Given instruction:
Can you resume the essay below on feminism and minority group rights, picking up right after its last sentence?

Quoted passage:
Is Multiculturalism Bad for Women? by Susan Moller Okin

Is Multiculturalism Bad for Women? by Susan Moller Okin

Author:Susan Moller Okin [Okin, Susan Moller]
Language: eng
Format: epub, mobi, pdf
Publisher: Princeton University Press
Published: 1999-08-09T00:00:00+00:00


Liberalism’s Sacred Cow

HOMI K. BHABHA

LIBERALS have a way of occupying the high moral ground while keeping the lower depths finely covered, moving convincingly from “causes” to cases, balancing theory and practice. What are the possibilities of maneuver in the midst of such fluency? I welcome Susan Okin’s central argument that “there is considerable likelihood of tension . . . between feminism and a multiculturalist commitment to group rights for minority cultures,” which persists even when the latter are claimed on “liberal grounds.” This is a useful corrective to the prevailing orthodoxy that establishes “equivalences” between disadvantaged groups, aggregating “communities of interest” without doing the hard work of specifying rights and interests, shying away from conflicts within, and between, minorities.

Dataset content:
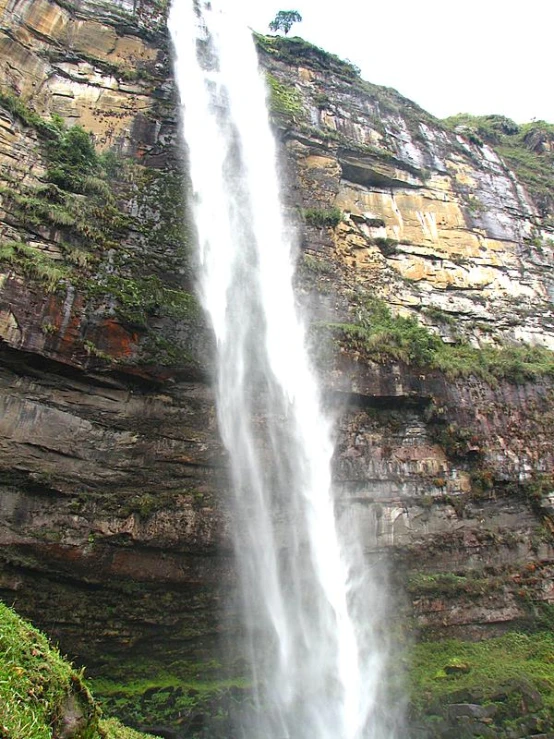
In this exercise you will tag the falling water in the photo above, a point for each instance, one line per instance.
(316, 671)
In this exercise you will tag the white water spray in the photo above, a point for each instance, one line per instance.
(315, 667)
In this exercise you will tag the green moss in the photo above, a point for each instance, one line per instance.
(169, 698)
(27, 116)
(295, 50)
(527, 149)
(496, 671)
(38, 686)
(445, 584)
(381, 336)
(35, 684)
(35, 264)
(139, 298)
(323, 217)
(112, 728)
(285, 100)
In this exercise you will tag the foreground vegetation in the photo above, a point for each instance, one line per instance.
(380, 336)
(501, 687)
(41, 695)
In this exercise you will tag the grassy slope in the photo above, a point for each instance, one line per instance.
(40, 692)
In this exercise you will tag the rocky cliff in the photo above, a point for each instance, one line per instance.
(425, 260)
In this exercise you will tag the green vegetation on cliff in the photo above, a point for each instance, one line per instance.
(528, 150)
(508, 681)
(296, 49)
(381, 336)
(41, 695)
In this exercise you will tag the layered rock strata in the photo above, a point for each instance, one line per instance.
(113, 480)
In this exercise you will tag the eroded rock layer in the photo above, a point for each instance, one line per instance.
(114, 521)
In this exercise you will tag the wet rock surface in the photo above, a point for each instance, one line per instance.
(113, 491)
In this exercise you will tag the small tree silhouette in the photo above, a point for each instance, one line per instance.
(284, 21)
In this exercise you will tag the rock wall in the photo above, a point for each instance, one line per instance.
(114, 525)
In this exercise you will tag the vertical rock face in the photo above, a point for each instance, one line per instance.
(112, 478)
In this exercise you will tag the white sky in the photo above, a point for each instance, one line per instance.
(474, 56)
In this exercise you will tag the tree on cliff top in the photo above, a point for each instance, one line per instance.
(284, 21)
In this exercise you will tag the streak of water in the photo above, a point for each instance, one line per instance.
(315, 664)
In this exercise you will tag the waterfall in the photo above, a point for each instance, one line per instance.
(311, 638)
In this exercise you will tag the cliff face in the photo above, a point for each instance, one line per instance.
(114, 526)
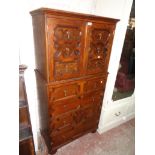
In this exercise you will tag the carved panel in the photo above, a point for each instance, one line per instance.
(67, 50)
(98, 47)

* * *

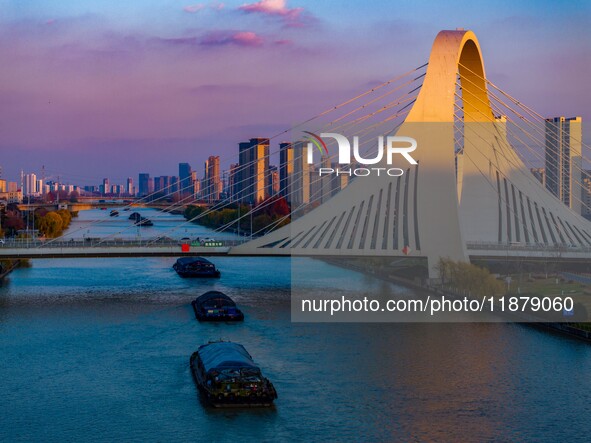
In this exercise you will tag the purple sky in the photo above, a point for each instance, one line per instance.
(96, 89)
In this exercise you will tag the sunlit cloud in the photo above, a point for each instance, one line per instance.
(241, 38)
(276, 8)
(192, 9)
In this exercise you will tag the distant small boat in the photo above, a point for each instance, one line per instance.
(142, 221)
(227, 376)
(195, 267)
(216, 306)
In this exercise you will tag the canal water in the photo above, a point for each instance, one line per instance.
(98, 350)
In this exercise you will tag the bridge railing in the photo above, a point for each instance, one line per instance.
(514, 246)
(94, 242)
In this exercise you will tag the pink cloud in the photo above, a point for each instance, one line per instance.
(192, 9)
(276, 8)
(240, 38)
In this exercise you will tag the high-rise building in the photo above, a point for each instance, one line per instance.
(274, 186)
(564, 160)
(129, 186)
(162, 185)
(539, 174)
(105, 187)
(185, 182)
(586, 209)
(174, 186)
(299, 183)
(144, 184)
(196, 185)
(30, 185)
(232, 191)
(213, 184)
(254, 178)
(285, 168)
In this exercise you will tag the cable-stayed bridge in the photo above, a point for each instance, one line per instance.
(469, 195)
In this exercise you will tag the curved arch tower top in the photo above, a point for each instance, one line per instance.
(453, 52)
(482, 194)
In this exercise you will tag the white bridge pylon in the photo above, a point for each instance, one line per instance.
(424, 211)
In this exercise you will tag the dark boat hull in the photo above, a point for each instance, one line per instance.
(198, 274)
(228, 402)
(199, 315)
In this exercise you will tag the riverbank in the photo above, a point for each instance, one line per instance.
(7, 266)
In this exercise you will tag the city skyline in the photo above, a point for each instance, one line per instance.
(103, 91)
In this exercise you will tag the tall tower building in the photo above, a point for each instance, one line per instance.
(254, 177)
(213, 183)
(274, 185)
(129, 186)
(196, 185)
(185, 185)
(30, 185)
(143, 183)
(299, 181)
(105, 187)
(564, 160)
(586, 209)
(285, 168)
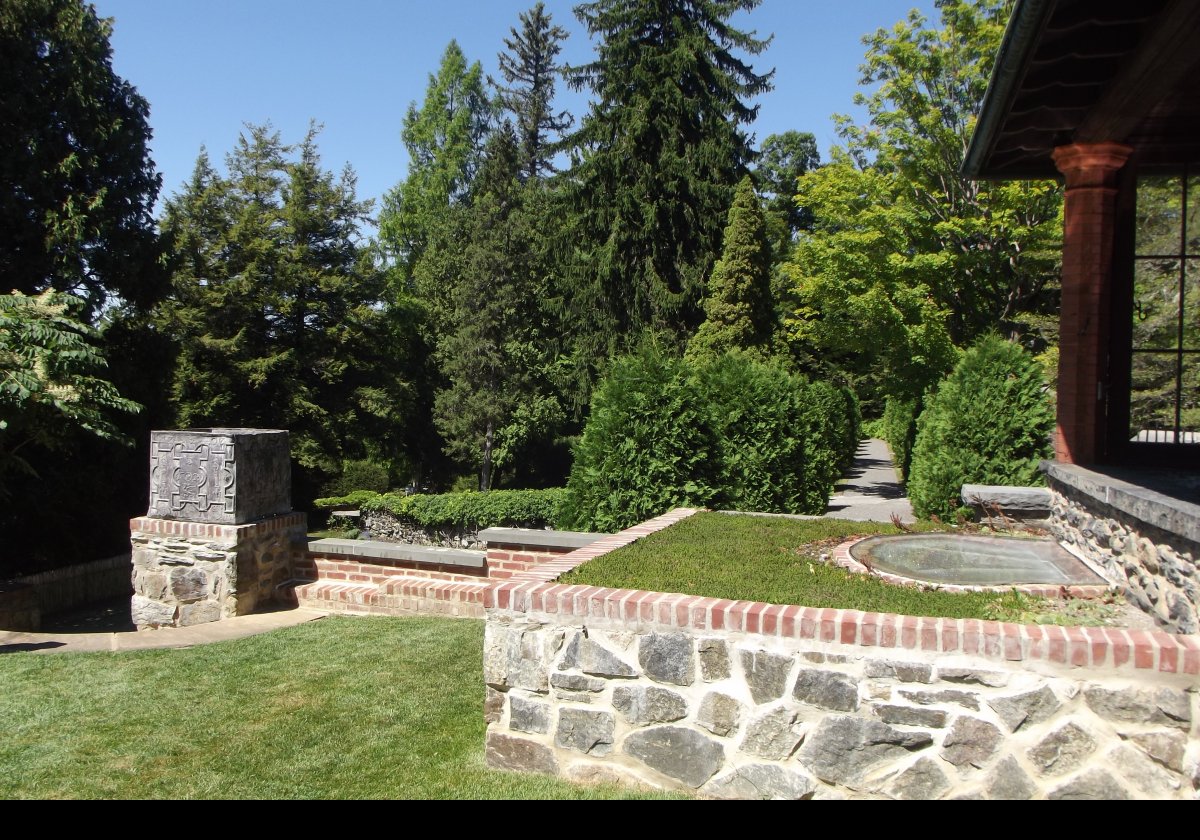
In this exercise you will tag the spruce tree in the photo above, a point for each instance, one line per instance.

--

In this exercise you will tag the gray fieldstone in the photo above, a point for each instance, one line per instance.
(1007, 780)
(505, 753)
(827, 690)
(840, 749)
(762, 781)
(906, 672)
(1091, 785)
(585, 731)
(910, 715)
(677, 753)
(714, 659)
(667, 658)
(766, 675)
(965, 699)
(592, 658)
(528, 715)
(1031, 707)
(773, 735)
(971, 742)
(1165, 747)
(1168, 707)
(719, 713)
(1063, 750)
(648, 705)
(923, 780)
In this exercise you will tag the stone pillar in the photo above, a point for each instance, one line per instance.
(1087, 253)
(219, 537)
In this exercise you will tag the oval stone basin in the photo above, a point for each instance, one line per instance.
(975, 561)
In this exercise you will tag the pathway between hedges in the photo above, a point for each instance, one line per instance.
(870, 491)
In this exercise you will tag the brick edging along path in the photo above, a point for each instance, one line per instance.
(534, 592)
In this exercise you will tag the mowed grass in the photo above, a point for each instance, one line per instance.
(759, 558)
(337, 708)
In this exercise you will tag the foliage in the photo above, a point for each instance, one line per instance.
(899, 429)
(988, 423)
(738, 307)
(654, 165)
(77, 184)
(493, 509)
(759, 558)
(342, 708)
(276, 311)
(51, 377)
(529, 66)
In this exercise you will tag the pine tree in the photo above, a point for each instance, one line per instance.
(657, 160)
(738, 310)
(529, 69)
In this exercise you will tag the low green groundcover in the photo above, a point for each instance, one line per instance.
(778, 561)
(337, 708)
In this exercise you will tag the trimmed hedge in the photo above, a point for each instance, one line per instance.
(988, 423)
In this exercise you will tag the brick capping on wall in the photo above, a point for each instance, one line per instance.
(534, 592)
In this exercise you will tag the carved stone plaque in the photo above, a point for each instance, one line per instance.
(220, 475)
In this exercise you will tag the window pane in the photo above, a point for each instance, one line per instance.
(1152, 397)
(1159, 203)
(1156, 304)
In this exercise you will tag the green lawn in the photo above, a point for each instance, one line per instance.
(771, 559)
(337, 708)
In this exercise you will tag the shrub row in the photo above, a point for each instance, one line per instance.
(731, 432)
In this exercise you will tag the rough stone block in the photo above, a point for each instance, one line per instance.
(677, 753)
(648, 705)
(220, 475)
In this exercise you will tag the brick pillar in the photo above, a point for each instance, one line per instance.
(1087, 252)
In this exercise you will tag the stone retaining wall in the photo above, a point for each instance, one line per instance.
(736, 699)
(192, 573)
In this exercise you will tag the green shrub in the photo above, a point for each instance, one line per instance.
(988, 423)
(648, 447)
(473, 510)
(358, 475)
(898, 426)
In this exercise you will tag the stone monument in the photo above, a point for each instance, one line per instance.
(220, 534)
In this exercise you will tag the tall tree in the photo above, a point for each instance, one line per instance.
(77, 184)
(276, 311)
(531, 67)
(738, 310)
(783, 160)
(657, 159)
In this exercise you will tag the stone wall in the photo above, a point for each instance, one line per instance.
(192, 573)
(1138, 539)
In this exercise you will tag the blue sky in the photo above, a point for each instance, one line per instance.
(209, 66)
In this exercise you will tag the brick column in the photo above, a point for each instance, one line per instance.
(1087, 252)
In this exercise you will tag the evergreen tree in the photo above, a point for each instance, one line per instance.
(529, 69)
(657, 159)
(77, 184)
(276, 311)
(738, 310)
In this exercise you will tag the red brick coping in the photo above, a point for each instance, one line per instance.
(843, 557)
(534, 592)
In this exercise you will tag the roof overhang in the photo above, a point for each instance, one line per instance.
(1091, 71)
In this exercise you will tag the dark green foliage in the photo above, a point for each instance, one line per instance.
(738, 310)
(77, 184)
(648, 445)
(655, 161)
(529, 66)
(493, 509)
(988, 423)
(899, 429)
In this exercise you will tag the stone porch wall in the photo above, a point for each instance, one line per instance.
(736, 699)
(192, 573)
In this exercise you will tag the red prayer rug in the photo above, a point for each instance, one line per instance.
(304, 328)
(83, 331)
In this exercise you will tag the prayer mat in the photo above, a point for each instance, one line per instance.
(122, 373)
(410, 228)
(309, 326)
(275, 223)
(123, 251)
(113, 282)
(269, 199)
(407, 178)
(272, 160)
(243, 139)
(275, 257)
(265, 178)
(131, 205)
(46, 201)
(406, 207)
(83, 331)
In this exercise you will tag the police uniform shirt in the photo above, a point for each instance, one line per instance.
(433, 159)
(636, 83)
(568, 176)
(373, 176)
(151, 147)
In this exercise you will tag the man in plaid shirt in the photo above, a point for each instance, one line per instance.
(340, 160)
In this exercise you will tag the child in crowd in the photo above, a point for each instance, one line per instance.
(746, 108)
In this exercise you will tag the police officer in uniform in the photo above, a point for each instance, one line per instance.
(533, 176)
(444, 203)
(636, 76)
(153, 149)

Exercise output:
Let me, however, tweak the sacred cow by the tail (rather than indulging in the phallic fandango of taking the bull by the horns) and suggest that the force of Okin’s feminist advocacy rests on a restricted understanding of the “liberal grounds” on which feminism and multiculturalism might negotiate their differences about rights and representations. Okin’s view of the interface between feminism and multiculturalism is so focused on the “conflict” generated by the antifeminist and patriarchal effects of criminal cultural defense that, against her own best advice, she allows herself to produce “monolithic,” though gender-differentiated, characterizations of minority, migrant cultures—kidnap and rape by Hmong men, wife-murder by immigrants from Asia and the Middle Eastern countries, mother-child suicide among Japanese and Chinese provoked by the shame of the husband’s infidelity.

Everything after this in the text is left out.